[Detection examples]
____

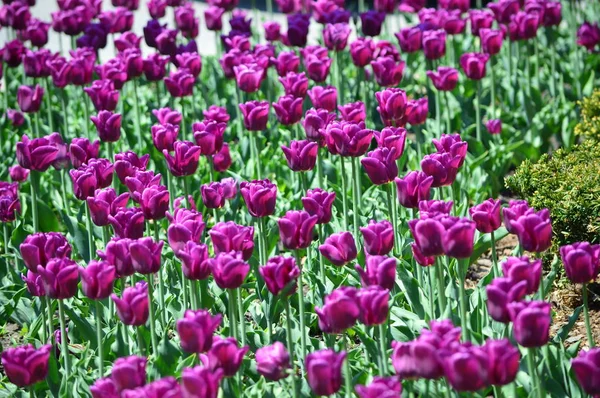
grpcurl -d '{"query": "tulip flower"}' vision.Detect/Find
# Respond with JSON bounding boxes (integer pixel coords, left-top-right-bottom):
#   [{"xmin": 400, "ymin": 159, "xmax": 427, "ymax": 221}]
[
  {"xmin": 110, "ymin": 281, "xmax": 149, "ymax": 326},
  {"xmin": 97, "ymin": 238, "xmax": 135, "ymax": 278},
  {"xmin": 356, "ymin": 376, "xmax": 402, "ymax": 398},
  {"xmin": 305, "ymin": 349, "xmax": 346, "ymax": 396},
  {"xmin": 2, "ymin": 344, "xmax": 52, "ymax": 388},
  {"xmin": 360, "ymin": 148, "xmax": 398, "ymax": 185},
  {"xmin": 111, "ymin": 356, "xmax": 148, "ymax": 392},
  {"xmin": 202, "ymin": 336, "xmax": 250, "ymax": 377},
  {"xmin": 258, "ymin": 256, "xmax": 300, "ymax": 296},
  {"xmin": 181, "ymin": 366, "xmax": 223, "ymax": 398},
  {"xmin": 568, "ymin": 348, "xmax": 600, "ymax": 395},
  {"xmin": 240, "ymin": 179, "xmax": 277, "ymax": 217},
  {"xmin": 278, "ymin": 210, "xmax": 318, "ymax": 250},
  {"xmin": 177, "ymin": 310, "xmax": 221, "ymax": 354},
  {"xmin": 316, "ymin": 286, "xmax": 360, "ymax": 332},
  {"xmin": 207, "ymin": 252, "xmax": 250, "ymax": 289},
  {"xmin": 256, "ymin": 341, "xmax": 290, "ymax": 381}
]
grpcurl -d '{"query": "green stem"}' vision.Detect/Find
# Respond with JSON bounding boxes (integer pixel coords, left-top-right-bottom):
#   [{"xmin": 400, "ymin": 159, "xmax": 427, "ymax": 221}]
[
  {"xmin": 95, "ymin": 300, "xmax": 104, "ymax": 378},
  {"xmin": 580, "ymin": 282, "xmax": 595, "ymax": 348},
  {"xmin": 146, "ymin": 274, "xmax": 158, "ymax": 358},
  {"xmin": 284, "ymin": 298, "xmax": 299, "ymax": 398},
  {"xmin": 58, "ymin": 300, "xmax": 71, "ymax": 379}
]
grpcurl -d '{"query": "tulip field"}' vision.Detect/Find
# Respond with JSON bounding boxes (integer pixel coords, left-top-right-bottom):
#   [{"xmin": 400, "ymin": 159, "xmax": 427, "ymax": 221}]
[{"xmin": 0, "ymin": 0, "xmax": 600, "ymax": 398}]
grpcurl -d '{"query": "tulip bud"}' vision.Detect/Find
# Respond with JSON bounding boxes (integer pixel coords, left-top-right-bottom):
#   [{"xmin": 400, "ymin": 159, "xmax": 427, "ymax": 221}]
[{"xmin": 110, "ymin": 281, "xmax": 149, "ymax": 324}]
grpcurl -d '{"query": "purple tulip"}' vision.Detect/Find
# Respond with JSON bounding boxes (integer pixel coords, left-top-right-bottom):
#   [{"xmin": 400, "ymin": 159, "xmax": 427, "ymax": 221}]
[
  {"xmin": 360, "ymin": 220, "xmax": 394, "ymax": 256},
  {"xmin": 207, "ymin": 252, "xmax": 250, "ymax": 289},
  {"xmin": 181, "ymin": 366, "xmax": 223, "ymax": 398},
  {"xmin": 108, "ymin": 207, "xmax": 145, "ymax": 239},
  {"xmin": 202, "ymin": 336, "xmax": 249, "ymax": 377},
  {"xmin": 111, "ymin": 356, "xmax": 148, "ymax": 392},
  {"xmin": 469, "ymin": 199, "xmax": 502, "ymax": 234},
  {"xmin": 79, "ymin": 260, "xmax": 117, "ymax": 300},
  {"xmin": 37, "ymin": 258, "xmax": 79, "ymax": 300},
  {"xmin": 508, "ymin": 301, "xmax": 552, "ymax": 348},
  {"xmin": 560, "ymin": 242, "xmax": 600, "ymax": 283},
  {"xmin": 2, "ymin": 344, "xmax": 52, "ymax": 388},
  {"xmin": 240, "ymin": 179, "xmax": 277, "ymax": 217},
  {"xmin": 258, "ymin": 256, "xmax": 300, "ymax": 296},
  {"xmin": 305, "ymin": 349, "xmax": 346, "ymax": 396},
  {"xmin": 256, "ymin": 341, "xmax": 290, "ymax": 381},
  {"xmin": 177, "ymin": 309, "xmax": 222, "ymax": 354},
  {"xmin": 316, "ymin": 286, "xmax": 360, "ymax": 332}
]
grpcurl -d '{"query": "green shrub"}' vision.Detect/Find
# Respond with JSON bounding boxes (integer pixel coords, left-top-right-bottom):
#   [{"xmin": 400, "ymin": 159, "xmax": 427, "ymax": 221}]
[
  {"xmin": 575, "ymin": 89, "xmax": 600, "ymax": 142},
  {"xmin": 506, "ymin": 140, "xmax": 600, "ymax": 245}
]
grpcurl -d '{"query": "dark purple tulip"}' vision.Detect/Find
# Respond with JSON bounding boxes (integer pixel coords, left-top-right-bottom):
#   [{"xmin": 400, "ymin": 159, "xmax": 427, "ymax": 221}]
[
  {"xmin": 302, "ymin": 188, "xmax": 335, "ymax": 224},
  {"xmin": 256, "ymin": 341, "xmax": 290, "ymax": 381},
  {"xmin": 17, "ymin": 85, "xmax": 44, "ymax": 113},
  {"xmin": 258, "ymin": 256, "xmax": 300, "ymax": 296},
  {"xmin": 273, "ymin": 95, "xmax": 304, "ymax": 126},
  {"xmin": 375, "ymin": 88, "xmax": 407, "ymax": 126},
  {"xmin": 371, "ymin": 56, "xmax": 406, "ymax": 87},
  {"xmin": 568, "ymin": 348, "xmax": 600, "ymax": 395},
  {"xmin": 83, "ymin": 79, "xmax": 119, "ymax": 112},
  {"xmin": 505, "ymin": 209, "xmax": 552, "ymax": 253},
  {"xmin": 108, "ymin": 207, "xmax": 145, "ymax": 239},
  {"xmin": 202, "ymin": 336, "xmax": 249, "ymax": 377},
  {"xmin": 354, "ymin": 256, "xmax": 396, "ymax": 290},
  {"xmin": 79, "ymin": 260, "xmax": 117, "ymax": 300},
  {"xmin": 240, "ymin": 179, "xmax": 277, "ymax": 217},
  {"xmin": 110, "ymin": 281, "xmax": 149, "ymax": 326},
  {"xmin": 181, "ymin": 366, "xmax": 223, "ymax": 398},
  {"xmin": 278, "ymin": 210, "xmax": 317, "ymax": 250},
  {"xmin": 326, "ymin": 121, "xmax": 373, "ymax": 157},
  {"xmin": 271, "ymin": 51, "xmax": 300, "ymax": 77},
  {"xmin": 316, "ymin": 286, "xmax": 360, "ymax": 334},
  {"xmin": 482, "ymin": 339, "xmax": 521, "ymax": 386},
  {"xmin": 239, "ymin": 101, "xmax": 269, "ymax": 131},
  {"xmin": 360, "ymin": 148, "xmax": 398, "ymax": 185},
  {"xmin": 86, "ymin": 188, "xmax": 129, "ymax": 227},
  {"xmin": 111, "ymin": 356, "xmax": 147, "ymax": 392},
  {"xmin": 129, "ymin": 237, "xmax": 165, "ymax": 275},
  {"xmin": 163, "ymin": 141, "xmax": 201, "ymax": 177},
  {"xmin": 177, "ymin": 309, "xmax": 222, "ymax": 354},
  {"xmin": 356, "ymin": 285, "xmax": 390, "ymax": 326},
  {"xmin": 486, "ymin": 278, "xmax": 527, "ymax": 323},
  {"xmin": 37, "ymin": 258, "xmax": 79, "ymax": 300},
  {"xmin": 338, "ymin": 101, "xmax": 367, "ymax": 123},
  {"xmin": 394, "ymin": 171, "xmax": 433, "ymax": 209},
  {"xmin": 2, "ymin": 344, "xmax": 52, "ymax": 388},
  {"xmin": 97, "ymin": 238, "xmax": 135, "ymax": 278},
  {"xmin": 355, "ymin": 376, "xmax": 402, "ymax": 398},
  {"xmin": 319, "ymin": 232, "xmax": 357, "ymax": 267},
  {"xmin": 479, "ymin": 28, "xmax": 504, "ymax": 55},
  {"xmin": 6, "ymin": 109, "xmax": 25, "ymax": 127},
  {"xmin": 282, "ymin": 140, "xmax": 319, "ymax": 171},
  {"xmin": 200, "ymin": 178, "xmax": 237, "ymax": 209},
  {"xmin": 207, "ymin": 252, "xmax": 250, "ymax": 289},
  {"xmin": 560, "ymin": 242, "xmax": 600, "ymax": 283},
  {"xmin": 8, "ymin": 164, "xmax": 29, "ymax": 182},
  {"xmin": 280, "ymin": 72, "xmax": 308, "ymax": 97},
  {"xmin": 469, "ymin": 199, "xmax": 502, "ymax": 234},
  {"xmin": 90, "ymin": 377, "xmax": 121, "ymax": 398},
  {"xmin": 209, "ymin": 221, "xmax": 254, "ymax": 261},
  {"xmin": 360, "ymin": 220, "xmax": 394, "ymax": 256},
  {"xmin": 308, "ymin": 86, "xmax": 337, "ymax": 112},
  {"xmin": 305, "ymin": 349, "xmax": 346, "ymax": 396},
  {"xmin": 150, "ymin": 123, "xmax": 179, "ymax": 152},
  {"xmin": 508, "ymin": 301, "xmax": 552, "ymax": 348}
]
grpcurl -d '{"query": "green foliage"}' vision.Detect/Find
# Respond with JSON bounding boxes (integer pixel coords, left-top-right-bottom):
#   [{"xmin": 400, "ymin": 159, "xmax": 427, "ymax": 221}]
[
  {"xmin": 575, "ymin": 89, "xmax": 600, "ymax": 142},
  {"xmin": 506, "ymin": 140, "xmax": 600, "ymax": 245}
]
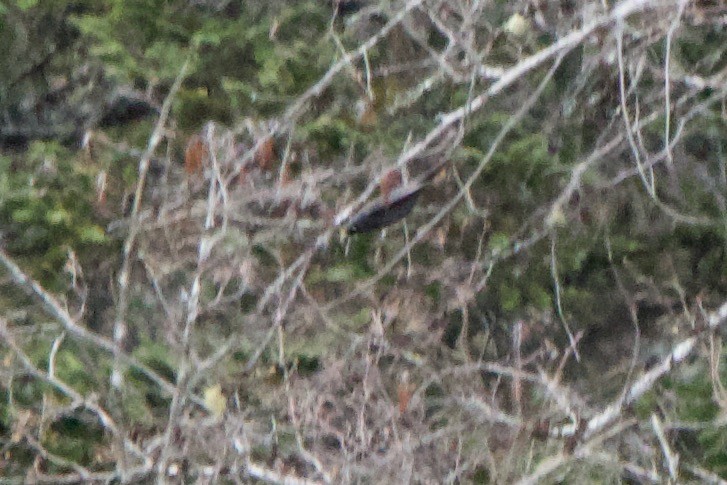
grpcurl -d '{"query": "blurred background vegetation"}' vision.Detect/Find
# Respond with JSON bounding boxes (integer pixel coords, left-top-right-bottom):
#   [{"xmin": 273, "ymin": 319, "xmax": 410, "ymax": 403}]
[{"xmin": 0, "ymin": 0, "xmax": 727, "ymax": 483}]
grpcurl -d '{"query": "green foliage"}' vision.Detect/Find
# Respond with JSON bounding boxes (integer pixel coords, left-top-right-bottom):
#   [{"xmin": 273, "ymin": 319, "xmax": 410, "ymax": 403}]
[{"xmin": 0, "ymin": 142, "xmax": 108, "ymax": 284}]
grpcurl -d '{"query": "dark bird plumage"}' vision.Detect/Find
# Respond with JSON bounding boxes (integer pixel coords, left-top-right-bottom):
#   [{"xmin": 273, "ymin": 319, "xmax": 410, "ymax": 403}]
[{"xmin": 346, "ymin": 160, "xmax": 447, "ymax": 234}]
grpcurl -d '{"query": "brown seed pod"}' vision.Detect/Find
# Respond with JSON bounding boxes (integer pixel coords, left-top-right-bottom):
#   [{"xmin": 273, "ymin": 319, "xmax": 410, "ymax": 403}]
[{"xmin": 346, "ymin": 160, "xmax": 447, "ymax": 234}]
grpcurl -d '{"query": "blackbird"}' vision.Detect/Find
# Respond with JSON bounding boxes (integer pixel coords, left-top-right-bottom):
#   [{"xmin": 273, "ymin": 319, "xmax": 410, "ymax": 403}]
[{"xmin": 346, "ymin": 160, "xmax": 447, "ymax": 234}]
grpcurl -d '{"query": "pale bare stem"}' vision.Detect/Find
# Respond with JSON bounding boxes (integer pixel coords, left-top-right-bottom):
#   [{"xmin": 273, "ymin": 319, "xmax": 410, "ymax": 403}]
[
  {"xmin": 550, "ymin": 235, "xmax": 581, "ymax": 362},
  {"xmin": 278, "ymin": 0, "xmax": 423, "ymax": 126},
  {"xmin": 111, "ymin": 59, "xmax": 190, "ymax": 389},
  {"xmin": 40, "ymin": 332, "xmax": 66, "ymax": 438},
  {"xmin": 709, "ymin": 334, "xmax": 727, "ymax": 404},
  {"xmin": 328, "ymin": 57, "xmax": 562, "ymax": 308},
  {"xmin": 616, "ymin": 22, "xmax": 656, "ymax": 195},
  {"xmin": 651, "ymin": 413, "xmax": 679, "ymax": 480},
  {"xmin": 157, "ymin": 127, "xmax": 220, "ymax": 484},
  {"xmin": 0, "ymin": 249, "xmax": 174, "ymax": 395},
  {"xmin": 664, "ymin": 0, "xmax": 689, "ymax": 164},
  {"xmin": 245, "ymin": 253, "xmax": 312, "ymax": 371},
  {"xmin": 334, "ymin": 0, "xmax": 653, "ymax": 229},
  {"xmin": 0, "ymin": 318, "xmax": 151, "ymax": 476},
  {"xmin": 514, "ymin": 419, "xmax": 636, "ymax": 485}
]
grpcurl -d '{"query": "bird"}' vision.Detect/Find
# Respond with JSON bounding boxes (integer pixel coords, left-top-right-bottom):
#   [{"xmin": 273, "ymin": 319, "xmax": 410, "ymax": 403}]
[{"xmin": 346, "ymin": 160, "xmax": 448, "ymax": 235}]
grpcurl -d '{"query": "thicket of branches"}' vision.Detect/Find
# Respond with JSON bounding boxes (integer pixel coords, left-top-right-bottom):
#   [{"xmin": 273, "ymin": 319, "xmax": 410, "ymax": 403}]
[{"xmin": 0, "ymin": 0, "xmax": 727, "ymax": 483}]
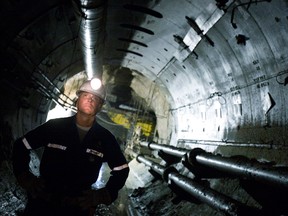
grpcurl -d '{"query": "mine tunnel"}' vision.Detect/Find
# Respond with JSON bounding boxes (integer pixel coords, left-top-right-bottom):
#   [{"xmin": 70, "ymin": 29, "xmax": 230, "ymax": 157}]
[{"xmin": 0, "ymin": 0, "xmax": 288, "ymax": 216}]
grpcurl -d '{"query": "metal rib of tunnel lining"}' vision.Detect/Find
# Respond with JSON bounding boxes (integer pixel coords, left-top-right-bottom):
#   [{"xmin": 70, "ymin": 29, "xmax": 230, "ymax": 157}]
[
  {"xmin": 116, "ymin": 49, "xmax": 143, "ymax": 57},
  {"xmin": 73, "ymin": 0, "xmax": 106, "ymax": 78},
  {"xmin": 118, "ymin": 38, "xmax": 148, "ymax": 47},
  {"xmin": 123, "ymin": 4, "xmax": 163, "ymax": 18},
  {"xmin": 120, "ymin": 24, "xmax": 154, "ymax": 35}
]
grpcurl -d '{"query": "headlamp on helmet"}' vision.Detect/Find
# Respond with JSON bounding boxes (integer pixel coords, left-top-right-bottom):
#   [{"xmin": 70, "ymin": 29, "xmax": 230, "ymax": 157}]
[{"xmin": 76, "ymin": 78, "xmax": 106, "ymax": 101}]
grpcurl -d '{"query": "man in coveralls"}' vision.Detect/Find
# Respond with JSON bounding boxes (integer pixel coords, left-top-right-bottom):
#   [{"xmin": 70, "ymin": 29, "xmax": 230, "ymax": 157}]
[{"xmin": 13, "ymin": 79, "xmax": 129, "ymax": 216}]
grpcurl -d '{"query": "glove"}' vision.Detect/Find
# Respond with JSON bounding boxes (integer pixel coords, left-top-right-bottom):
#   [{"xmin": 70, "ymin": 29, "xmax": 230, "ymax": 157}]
[
  {"xmin": 78, "ymin": 187, "xmax": 112, "ymax": 209},
  {"xmin": 17, "ymin": 172, "xmax": 45, "ymax": 198}
]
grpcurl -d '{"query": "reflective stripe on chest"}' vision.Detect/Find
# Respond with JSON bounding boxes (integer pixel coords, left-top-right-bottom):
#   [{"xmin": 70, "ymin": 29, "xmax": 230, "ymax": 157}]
[{"xmin": 86, "ymin": 149, "xmax": 104, "ymax": 158}]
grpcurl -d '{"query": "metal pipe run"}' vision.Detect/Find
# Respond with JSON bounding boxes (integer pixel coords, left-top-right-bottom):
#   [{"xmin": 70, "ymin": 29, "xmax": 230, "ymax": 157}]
[
  {"xmin": 140, "ymin": 142, "xmax": 189, "ymax": 157},
  {"xmin": 137, "ymin": 155, "xmax": 256, "ymax": 216},
  {"xmin": 188, "ymin": 148, "xmax": 288, "ymax": 189},
  {"xmin": 72, "ymin": 0, "xmax": 106, "ymax": 79}
]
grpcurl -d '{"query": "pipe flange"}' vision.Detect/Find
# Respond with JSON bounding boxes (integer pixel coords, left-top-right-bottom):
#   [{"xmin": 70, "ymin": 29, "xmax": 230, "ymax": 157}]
[
  {"xmin": 162, "ymin": 166, "xmax": 178, "ymax": 182},
  {"xmin": 187, "ymin": 148, "xmax": 205, "ymax": 165}
]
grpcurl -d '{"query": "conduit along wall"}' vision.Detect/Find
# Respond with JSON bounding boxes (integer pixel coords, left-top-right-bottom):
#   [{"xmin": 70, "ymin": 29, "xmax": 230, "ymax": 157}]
[{"xmin": 136, "ymin": 142, "xmax": 288, "ymax": 215}]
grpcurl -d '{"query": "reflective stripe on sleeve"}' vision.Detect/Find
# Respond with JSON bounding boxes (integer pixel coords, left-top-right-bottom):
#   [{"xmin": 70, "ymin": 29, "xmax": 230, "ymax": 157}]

____

__Short task__
Extract every line of the data above that contains the string "purple", matching case exactly.

__Finished task__
grpcurl -d '{"query": "purple tulip"}' vision.Detect/Find
grpcurl -d '{"query": "dark purple tulip"}' vision.Detect/Find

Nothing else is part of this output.